◆ **Request**: Extract the data exactly, missing nothing.

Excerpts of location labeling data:
========
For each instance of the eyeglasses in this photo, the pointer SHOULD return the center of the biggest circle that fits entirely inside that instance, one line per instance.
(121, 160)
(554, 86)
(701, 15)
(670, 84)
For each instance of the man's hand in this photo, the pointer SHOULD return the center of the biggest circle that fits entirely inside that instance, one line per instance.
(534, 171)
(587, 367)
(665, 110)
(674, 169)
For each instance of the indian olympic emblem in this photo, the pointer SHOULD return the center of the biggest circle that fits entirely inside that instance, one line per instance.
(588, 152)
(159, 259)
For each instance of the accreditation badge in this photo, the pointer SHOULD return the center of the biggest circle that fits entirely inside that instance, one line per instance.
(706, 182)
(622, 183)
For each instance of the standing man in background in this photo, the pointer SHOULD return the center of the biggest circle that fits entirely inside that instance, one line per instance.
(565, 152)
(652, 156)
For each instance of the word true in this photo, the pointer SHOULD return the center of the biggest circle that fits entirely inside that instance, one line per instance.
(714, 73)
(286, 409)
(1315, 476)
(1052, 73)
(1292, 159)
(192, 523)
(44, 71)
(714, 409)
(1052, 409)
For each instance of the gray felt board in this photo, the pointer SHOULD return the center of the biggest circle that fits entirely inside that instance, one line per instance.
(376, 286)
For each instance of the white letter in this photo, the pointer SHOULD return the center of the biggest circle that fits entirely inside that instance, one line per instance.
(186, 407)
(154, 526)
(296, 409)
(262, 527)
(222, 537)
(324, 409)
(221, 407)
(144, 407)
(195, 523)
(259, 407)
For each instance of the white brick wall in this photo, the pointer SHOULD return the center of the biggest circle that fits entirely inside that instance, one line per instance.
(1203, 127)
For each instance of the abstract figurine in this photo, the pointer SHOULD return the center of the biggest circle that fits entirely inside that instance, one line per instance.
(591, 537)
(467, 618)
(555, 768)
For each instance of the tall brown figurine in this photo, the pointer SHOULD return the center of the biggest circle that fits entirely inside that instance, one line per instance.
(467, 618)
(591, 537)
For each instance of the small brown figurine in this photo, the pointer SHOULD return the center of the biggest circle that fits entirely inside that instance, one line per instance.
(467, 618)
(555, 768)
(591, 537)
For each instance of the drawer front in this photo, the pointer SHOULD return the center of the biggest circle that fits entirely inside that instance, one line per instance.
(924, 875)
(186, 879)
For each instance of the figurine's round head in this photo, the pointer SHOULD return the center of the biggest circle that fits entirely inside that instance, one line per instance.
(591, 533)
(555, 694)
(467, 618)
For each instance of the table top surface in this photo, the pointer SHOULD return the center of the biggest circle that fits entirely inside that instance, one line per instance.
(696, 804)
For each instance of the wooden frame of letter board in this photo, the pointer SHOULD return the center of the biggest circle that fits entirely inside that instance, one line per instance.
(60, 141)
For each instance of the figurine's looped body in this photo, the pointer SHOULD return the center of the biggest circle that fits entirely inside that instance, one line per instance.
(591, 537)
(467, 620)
========
◆ **Complete output**:
For each instance of the eyeglasses in this photo, the pointer SHOULD return the center of the biggest circle that fits entirely inside that instance, one line per instance.
(121, 160)
(554, 86)
(701, 15)
(670, 84)
For each instance of the man's hand in this photo, the pointer SHOULD return the center of the biggest circle that fits entirely inside that instance, one line per instance.
(534, 171)
(587, 367)
(665, 110)
(674, 169)
For each instance of the indian olympic emblem in this photo, the pointer SHOULD return the center of the biggest circle that fits entirely inside that instance, one line per instance.
(588, 152)
(159, 259)
For each instance of the accreditation badge in this photo, the pointer SHOULD return the center of the biggest circle that fits entirely inside that instance, one line per instance.
(706, 182)
(622, 183)
For each instance of the standing man in background in this photo, the pointer SHOULD return the center of the biggest circle that fits entirely inside that instance, one line per instance.
(565, 152)
(652, 156)
For each instance of the word true in this photo, the pointer SHOULD return the center of the biggest circle that fits entirely inside that instance, one line per instance.
(714, 73)
(286, 409)
(1315, 476)
(1052, 73)
(1292, 159)
(192, 523)
(44, 71)
(714, 409)
(1052, 409)
For each instance of the gray felt board in this photo, the pointer SHOULD return the center of the biggest circle that fits entirely inside that instance, one line per instance.
(376, 286)
For each instance of the white letter in this photo, the pointer SHOULD return the center of the biggest circle that fits entirely inside that instance, one line per instance.
(186, 407)
(154, 526)
(296, 409)
(262, 527)
(222, 537)
(324, 409)
(221, 407)
(144, 407)
(195, 523)
(259, 407)
For each instance of the white brick wall in this photo, the pointer SHOULD return the center of the biggest circle that fits entirely inside that instance, one line per instance.
(1203, 127)
For each instance of the abstract figurine in this photo, the pointer SHOULD return the center of the biggest circle that fits entirely inside that instance, one line per instance.
(591, 537)
(467, 618)
(555, 768)
For each instance of the tall brown figurine in this photo, the pointer SHOULD return the center of the biggest circle that fits entirely inside that instance, one line per instance.
(467, 618)
(591, 537)
For each instance of the small brown figurine in this photo, the pointer SHOULD return the center of the biggest circle that fits entirely inside that instance, one line per instance.
(467, 618)
(555, 768)
(591, 537)
For each instance of the drawer front in this photo, the pointer SHOULD return the center of the biggest circle that fits entirely inside that instance, one line per instance.
(924, 875)
(186, 879)
For each instance of the figurine's round head in this photo, the pointer SHOULD return the center of the biggest circle that fits entirely inside that instance, one line per instance.
(591, 533)
(555, 694)
(467, 618)
For each instance of the table top surface in this photo, the pointer SHOULD return the center of the biggest circle that fits entirely inside that instance, one line per instance.
(696, 804)
For each instance of the wooden frame of letter board in this photo, the pointer SHOULD return the center of the biggest circle that fits entirely inside that instance, one line per instance.
(60, 141)
For each instance of the figurine's looped body in this photo, the pointer SHOULD return the center of the biggest circle that fits entirely inside that instance, one line per instance.
(591, 537)
(467, 620)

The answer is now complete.